──────── EXTRAIT ────────

Dans la suite de la discussion, l'éminent philosophe est amené à répondre à l'objection suivante d'Ahrens: « Si le droit de propriété était acquis par l'occupation, un seul homme pourrait occuper une étendue immense de terre, tout un continent, ce qui est absurde. >>

- «Il pourrait l'occuper réellement, effectivement, nous le nions, il pourrait l'occuper idéalement, sans doute, mais cette occupation platonique n'engendre aucun droit. »>

Le P. Liberatore ajoute ici des explications de la plus haute importance.

<< L'occupation, avons-nous dit, est le premier exercice de l'activité humaine sur les choses qui peuvent être l'objet du domaine de l'homme; son but est d'élaborer, de modifier et de rendre utile à l'occupant la chose occupée: eamque huc spectare, ut res illa, ea ratione qua capax est elaboretur et utilis fiat occupanti. Cela ne peut avoir lieu quand il s'agit de tout un continent. Comment un homme seul agirait-il sur une aussi vaste étendue de matière? S'il est aidé par d'autres, ce n'est pas alors l'homme individuel, mais l'ensemble des individus, la société qui possédera le continent: Quod si auxilio aliorum juvetur, tunc non homo individuus, sed plurium collectio, nimirum societas, continenti illo potietur.

──────── DONNÉES AFFICHÉES ────────

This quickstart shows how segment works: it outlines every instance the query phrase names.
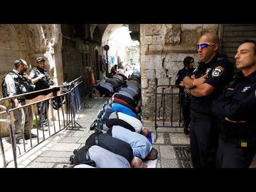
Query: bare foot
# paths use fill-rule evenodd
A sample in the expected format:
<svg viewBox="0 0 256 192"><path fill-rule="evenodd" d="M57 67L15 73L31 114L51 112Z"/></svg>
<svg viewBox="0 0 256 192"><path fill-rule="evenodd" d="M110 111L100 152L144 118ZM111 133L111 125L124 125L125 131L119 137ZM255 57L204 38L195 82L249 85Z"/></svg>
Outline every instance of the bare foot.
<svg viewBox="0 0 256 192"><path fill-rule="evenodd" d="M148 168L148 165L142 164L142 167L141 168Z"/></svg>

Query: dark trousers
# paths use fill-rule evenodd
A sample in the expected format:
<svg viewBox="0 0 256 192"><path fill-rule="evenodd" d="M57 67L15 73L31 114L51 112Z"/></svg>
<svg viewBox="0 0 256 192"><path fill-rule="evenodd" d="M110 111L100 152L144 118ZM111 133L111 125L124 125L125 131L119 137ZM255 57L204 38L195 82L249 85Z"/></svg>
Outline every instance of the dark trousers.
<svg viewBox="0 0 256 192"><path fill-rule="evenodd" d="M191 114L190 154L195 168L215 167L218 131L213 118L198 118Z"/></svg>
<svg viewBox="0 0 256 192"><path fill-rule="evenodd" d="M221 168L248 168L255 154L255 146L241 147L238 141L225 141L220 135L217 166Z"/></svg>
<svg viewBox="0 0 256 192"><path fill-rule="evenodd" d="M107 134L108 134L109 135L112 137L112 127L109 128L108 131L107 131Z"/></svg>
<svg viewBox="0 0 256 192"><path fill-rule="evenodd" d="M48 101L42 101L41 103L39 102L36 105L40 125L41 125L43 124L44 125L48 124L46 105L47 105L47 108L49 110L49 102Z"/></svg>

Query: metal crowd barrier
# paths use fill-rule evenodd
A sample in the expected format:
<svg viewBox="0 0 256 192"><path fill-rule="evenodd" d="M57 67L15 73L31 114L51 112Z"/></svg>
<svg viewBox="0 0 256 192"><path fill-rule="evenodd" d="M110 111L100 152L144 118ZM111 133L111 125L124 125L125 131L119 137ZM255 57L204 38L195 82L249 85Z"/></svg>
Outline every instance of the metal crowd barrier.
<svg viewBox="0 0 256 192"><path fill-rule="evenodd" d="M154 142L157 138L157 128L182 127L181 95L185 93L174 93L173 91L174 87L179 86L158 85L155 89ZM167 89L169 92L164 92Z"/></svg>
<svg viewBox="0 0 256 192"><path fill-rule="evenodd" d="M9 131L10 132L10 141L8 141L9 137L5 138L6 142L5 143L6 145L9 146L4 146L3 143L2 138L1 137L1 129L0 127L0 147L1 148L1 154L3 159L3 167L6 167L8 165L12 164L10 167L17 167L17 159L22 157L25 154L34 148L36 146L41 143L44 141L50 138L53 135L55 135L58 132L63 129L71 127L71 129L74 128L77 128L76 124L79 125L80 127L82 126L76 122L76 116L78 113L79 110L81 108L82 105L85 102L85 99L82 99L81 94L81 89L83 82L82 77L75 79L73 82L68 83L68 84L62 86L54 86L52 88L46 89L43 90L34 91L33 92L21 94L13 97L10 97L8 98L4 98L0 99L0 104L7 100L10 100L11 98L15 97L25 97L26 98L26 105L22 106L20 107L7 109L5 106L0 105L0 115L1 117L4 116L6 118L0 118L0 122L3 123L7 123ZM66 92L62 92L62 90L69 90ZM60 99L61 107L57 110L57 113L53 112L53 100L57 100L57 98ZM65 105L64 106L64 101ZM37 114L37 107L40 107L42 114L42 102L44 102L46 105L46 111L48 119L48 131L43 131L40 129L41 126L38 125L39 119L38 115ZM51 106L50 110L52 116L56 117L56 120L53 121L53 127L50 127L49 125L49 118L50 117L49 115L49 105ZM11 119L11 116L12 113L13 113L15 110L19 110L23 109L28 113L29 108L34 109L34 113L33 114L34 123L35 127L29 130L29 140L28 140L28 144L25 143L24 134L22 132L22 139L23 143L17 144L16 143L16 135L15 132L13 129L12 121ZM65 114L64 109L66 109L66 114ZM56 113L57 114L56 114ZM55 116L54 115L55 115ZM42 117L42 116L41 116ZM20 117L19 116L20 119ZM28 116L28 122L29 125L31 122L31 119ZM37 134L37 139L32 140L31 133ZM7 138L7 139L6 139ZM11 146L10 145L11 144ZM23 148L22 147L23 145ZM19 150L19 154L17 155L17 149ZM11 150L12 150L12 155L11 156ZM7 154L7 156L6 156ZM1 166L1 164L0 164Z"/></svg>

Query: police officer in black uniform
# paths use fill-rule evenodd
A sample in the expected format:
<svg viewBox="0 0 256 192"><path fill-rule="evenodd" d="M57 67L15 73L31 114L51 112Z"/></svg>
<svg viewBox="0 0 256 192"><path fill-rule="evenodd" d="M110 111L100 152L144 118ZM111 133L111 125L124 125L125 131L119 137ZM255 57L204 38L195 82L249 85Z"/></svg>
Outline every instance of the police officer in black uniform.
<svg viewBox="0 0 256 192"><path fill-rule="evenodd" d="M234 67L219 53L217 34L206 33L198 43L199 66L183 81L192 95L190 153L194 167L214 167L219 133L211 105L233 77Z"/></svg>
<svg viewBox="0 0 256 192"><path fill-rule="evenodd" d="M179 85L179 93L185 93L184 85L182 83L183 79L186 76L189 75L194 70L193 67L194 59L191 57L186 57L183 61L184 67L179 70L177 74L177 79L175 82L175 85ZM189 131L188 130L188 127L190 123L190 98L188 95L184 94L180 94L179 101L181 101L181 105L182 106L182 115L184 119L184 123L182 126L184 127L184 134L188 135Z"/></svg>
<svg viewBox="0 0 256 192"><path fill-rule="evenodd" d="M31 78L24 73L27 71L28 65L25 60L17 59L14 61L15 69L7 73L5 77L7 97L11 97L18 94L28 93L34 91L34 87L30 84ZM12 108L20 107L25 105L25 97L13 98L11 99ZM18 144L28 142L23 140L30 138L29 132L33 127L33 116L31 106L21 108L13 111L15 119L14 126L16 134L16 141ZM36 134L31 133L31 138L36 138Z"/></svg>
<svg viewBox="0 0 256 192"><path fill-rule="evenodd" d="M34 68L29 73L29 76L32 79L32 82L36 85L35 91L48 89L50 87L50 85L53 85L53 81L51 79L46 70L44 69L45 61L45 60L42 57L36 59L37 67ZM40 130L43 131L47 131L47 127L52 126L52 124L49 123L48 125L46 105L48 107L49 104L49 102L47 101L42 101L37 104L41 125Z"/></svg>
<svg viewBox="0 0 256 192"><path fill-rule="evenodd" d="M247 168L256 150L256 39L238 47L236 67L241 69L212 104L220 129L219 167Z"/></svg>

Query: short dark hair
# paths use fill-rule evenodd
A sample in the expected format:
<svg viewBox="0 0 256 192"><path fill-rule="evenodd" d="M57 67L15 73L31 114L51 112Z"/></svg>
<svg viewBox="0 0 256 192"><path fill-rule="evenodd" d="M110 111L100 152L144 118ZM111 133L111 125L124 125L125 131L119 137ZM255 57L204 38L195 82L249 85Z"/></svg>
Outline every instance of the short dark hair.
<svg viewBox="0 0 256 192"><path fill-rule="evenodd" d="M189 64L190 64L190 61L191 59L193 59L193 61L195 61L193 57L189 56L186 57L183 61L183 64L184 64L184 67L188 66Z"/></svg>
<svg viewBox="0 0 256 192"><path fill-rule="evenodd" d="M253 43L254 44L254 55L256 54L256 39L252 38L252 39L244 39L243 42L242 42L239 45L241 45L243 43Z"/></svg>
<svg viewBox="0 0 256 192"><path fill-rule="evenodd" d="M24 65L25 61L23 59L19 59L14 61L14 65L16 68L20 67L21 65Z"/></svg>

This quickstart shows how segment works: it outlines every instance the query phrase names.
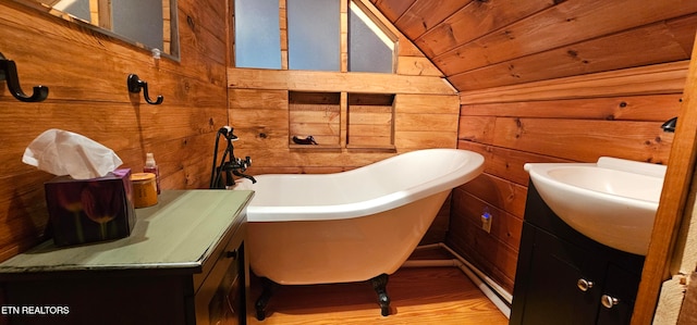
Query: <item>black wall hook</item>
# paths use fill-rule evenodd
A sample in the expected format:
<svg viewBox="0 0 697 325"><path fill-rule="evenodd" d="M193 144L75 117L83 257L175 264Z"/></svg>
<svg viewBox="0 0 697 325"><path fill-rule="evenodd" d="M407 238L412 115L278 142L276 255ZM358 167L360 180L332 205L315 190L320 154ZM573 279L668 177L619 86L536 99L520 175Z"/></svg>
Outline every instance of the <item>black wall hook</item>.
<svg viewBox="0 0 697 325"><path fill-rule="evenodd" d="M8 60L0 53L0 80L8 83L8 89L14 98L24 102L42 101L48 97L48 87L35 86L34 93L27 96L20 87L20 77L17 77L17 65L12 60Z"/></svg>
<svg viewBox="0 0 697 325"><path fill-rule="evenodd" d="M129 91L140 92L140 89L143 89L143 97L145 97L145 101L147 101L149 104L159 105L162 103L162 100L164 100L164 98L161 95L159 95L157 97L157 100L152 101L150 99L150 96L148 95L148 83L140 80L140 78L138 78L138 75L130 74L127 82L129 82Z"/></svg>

────────

### CONSIGNE
Selon l'extrait, qui possédera le continent si l'homme est aidé par d'autres ? Répondez en une phrase, s'il vous plaît.

### RÉPONSE
Ce sera l'ensemble des individus, c'est-à-dire la société, et non l'homme individuel.